As you may be aware I am shortly moving house. As such time is precious. I find my muse slightly drying up. It’s hard to be profound (and even harder to be amusing) when one is being harried by a conveyancing solicitor. So I am going to cheat…a little… just to keep you supplied with material you understand…
Some nights when I have finally sat down, normally around 8.30pm but on too many evenings more like nine, I look back on those early days of parenthood and wish I was back there. A time when all my children were in bed by seven in the evening. When they ate anything I gave them, mainly because I was shovelling it in or popping them on a boob, when I didn’t have to get up early for school runs, help with algebra or explain the complexities of the reproductive system and that, yes, believe it or not, sex is fun.
On such occasions I am wearing my rose tinted spectacles. Everyone has a pair. Some have several. My mum cannot remember us ever stepping out of line or being cheeky or answering back the way mine do… quite a large pair there then…
I find I am helped to remove my specs if I refer back to a series of articles I wrote when I was that person, juggling three children under 4, my Chairmanship of the local NCT and my sanity.

--------------------------------

-- COMPLETE THE FOLLOWING --
A - Pull out every row below that contains the string "soil", matching case exactly.
B - Carry on the post about early parenthood above from its last sentence.

--------------------------------

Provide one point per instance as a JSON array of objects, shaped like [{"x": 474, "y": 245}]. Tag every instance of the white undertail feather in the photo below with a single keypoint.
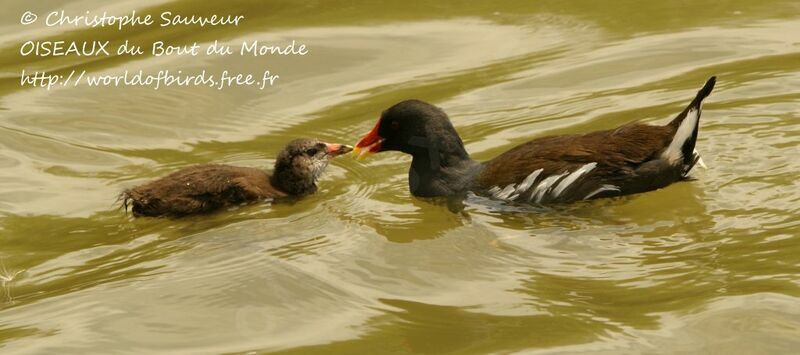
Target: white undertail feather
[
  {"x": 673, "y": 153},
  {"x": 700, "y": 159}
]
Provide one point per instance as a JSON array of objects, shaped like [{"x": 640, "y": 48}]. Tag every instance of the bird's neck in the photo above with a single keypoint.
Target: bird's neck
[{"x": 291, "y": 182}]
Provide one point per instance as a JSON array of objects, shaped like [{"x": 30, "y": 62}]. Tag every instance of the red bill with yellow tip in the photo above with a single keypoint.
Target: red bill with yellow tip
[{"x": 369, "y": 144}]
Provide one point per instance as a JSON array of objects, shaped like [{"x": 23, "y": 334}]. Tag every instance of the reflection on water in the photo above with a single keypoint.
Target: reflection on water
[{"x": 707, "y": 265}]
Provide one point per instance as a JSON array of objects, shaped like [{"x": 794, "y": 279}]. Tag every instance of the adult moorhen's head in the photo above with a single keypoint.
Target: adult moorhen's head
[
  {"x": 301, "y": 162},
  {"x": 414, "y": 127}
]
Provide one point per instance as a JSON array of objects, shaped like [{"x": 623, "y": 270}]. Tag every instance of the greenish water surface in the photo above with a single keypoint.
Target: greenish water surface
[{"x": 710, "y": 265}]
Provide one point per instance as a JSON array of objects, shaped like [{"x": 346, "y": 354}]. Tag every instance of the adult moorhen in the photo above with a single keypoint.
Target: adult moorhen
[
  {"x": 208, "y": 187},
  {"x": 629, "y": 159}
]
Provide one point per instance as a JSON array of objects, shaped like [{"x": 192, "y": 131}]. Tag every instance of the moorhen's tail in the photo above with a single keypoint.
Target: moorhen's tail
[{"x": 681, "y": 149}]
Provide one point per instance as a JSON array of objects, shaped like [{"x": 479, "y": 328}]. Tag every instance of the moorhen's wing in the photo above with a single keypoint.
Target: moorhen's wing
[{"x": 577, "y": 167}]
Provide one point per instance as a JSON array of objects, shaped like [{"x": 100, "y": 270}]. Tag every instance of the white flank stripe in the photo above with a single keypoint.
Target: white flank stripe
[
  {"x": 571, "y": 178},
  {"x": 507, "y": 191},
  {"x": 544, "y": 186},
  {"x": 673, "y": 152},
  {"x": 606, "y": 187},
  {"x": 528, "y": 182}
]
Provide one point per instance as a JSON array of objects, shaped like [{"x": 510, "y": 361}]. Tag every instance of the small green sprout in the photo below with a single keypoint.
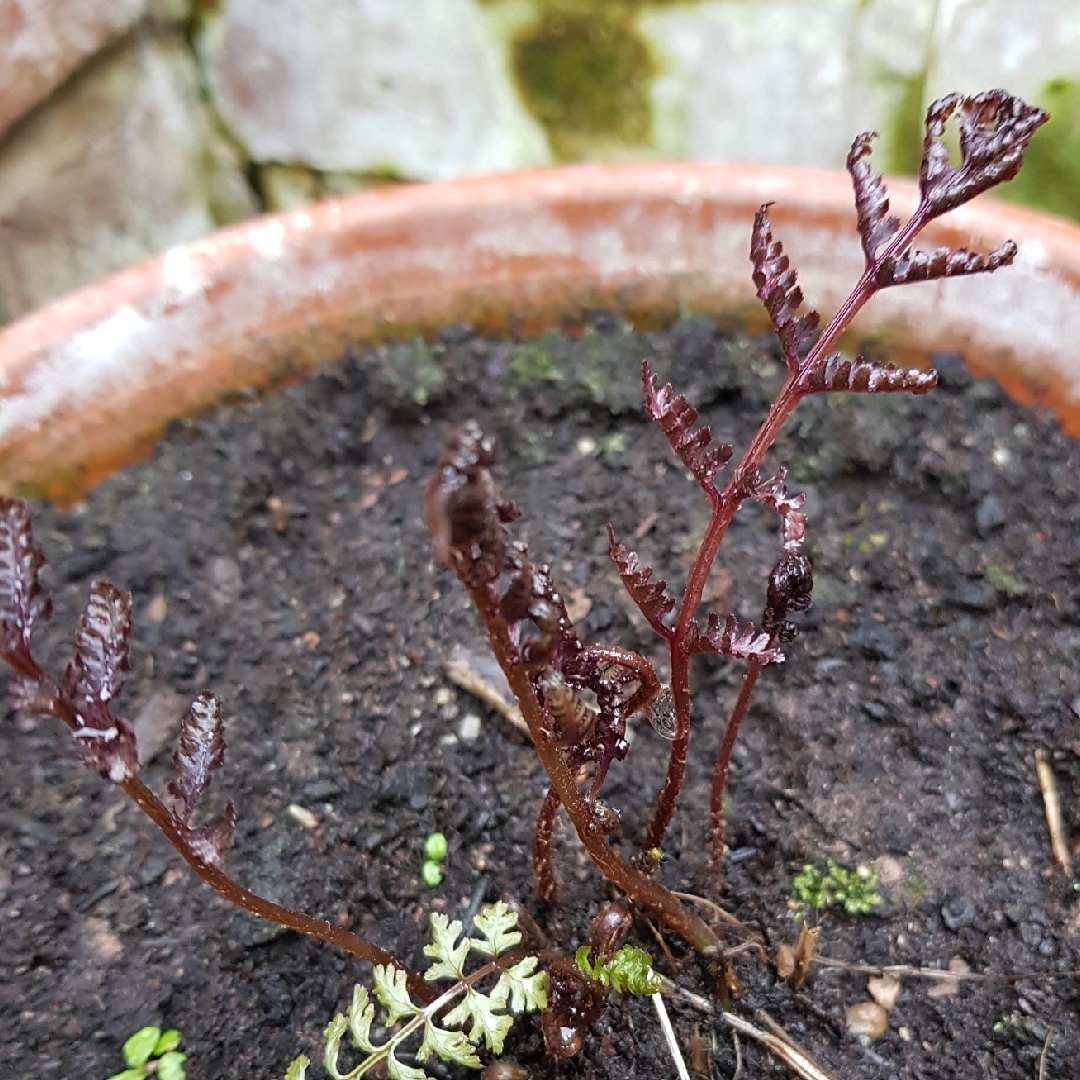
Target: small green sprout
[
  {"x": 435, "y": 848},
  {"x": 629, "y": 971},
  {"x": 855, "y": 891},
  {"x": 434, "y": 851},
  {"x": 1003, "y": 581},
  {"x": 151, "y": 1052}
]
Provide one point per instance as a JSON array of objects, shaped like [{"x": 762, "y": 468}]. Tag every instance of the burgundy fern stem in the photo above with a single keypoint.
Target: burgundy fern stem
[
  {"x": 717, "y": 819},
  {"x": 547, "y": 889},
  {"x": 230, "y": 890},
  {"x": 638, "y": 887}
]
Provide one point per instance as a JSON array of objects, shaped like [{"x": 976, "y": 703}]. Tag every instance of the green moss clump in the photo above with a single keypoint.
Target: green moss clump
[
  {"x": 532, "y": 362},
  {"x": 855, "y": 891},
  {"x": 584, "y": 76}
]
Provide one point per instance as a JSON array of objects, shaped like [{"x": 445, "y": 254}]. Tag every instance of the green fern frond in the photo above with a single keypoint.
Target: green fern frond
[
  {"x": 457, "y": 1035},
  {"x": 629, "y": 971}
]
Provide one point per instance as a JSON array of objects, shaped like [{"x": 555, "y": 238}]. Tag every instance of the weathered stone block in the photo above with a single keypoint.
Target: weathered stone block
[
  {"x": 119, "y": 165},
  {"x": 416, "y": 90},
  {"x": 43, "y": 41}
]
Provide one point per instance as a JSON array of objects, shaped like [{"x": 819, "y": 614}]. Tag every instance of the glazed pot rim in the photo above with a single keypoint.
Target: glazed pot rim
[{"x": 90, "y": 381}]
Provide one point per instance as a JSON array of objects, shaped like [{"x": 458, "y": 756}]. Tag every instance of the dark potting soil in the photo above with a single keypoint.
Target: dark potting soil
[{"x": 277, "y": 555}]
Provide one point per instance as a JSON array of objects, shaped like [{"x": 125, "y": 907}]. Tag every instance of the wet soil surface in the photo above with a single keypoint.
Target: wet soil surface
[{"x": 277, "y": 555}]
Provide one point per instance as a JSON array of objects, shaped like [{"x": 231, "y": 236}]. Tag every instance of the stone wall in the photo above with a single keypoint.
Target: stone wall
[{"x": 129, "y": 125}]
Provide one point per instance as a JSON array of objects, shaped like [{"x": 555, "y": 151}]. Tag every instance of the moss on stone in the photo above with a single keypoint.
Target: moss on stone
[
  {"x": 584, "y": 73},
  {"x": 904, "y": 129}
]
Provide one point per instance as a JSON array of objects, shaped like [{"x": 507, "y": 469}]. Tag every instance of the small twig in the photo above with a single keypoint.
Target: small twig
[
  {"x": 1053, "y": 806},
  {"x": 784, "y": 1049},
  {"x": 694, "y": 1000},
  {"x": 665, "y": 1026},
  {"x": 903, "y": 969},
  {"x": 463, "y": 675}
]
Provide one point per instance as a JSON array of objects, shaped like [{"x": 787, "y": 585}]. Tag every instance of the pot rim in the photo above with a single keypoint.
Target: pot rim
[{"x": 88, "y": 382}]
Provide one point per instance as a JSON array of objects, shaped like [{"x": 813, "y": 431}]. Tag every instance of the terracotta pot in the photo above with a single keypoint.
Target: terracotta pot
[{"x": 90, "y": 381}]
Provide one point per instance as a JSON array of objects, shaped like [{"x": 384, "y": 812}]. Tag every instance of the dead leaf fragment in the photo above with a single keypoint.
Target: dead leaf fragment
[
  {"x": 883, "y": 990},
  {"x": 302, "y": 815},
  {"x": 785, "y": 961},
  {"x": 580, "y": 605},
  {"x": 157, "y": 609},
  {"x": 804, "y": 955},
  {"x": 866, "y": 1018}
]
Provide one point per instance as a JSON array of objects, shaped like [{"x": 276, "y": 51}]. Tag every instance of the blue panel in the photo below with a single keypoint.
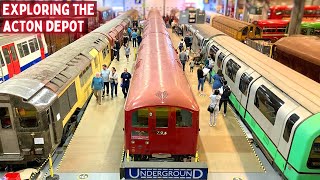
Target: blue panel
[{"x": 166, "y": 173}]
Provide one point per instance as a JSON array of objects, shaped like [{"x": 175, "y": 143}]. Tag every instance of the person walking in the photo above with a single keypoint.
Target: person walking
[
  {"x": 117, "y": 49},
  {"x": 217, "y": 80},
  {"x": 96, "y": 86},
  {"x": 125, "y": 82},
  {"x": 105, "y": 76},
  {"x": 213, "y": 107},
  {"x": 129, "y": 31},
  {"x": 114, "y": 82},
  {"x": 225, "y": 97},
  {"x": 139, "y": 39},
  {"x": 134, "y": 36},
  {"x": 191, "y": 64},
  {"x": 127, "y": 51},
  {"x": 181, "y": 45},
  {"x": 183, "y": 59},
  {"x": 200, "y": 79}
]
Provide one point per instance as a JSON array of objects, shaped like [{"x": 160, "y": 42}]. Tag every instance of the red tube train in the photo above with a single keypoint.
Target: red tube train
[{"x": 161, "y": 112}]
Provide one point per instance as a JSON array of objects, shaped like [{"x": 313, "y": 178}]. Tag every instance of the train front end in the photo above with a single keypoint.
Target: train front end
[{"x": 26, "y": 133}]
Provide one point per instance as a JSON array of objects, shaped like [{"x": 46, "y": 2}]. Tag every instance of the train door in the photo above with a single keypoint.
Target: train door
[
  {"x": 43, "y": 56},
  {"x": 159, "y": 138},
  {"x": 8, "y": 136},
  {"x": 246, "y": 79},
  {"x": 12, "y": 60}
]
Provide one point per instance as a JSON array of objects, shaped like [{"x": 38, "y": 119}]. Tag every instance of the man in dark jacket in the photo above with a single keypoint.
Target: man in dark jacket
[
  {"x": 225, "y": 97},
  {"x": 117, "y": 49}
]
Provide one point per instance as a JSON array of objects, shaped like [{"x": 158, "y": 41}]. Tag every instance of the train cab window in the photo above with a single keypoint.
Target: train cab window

--------------------------------

-- EXPECTED ANSWERS --
A -
Provide one point per instance as a JSON array of objects, shaped like [{"x": 458, "y": 756}]. Tag every instance of the dark potting soil in the photo above with a single keypoint.
Target: dark potting soil
Provide one point per instance as a JSON array of objects, shaped like [{"x": 125, "y": 907}]. Tag every instance of the wet soil surface in the photo above with a single keypoint.
Target: wet soil surface

B -
One particular article does quite a good job of outlining for me what my daily life was actually like. My kids love hearing the stories enclosed within. They almost wet themselves laughing. I am sure they won’t mind sharing. So this goes out to you with their full backing and with apologies to my old NCT friends who have heard it all before.
Synchronised Vomiting and other Olympic Sports
I had a vague idea when pregnant for the first time that I may have to deal with an element of bodily fluids as a mother. I knew children were not usually potty trained before the age of two and so I had set myself up for a certain amount of yuckiness. Nothing, and I mean nothing, could have prepared me for what was in store.
Let’s start at the beginning with that first poo. What is that all about? I was armed with water and cotton wool. What I needed to deal with the black tar that my son had eliminated was an industrial sand blaster and a jet wash. He started off with a dark green bottom and ended up with a dark green bottom covered in white fluff.
It got slightly better over time. In fact in some cases it was humorous. I have always been a fan of NFP (nappy free play) for my non sitting babies. I find it especially amusing when one’s son(s) manage to wee in their own eyes and then have the audacity to look surprised.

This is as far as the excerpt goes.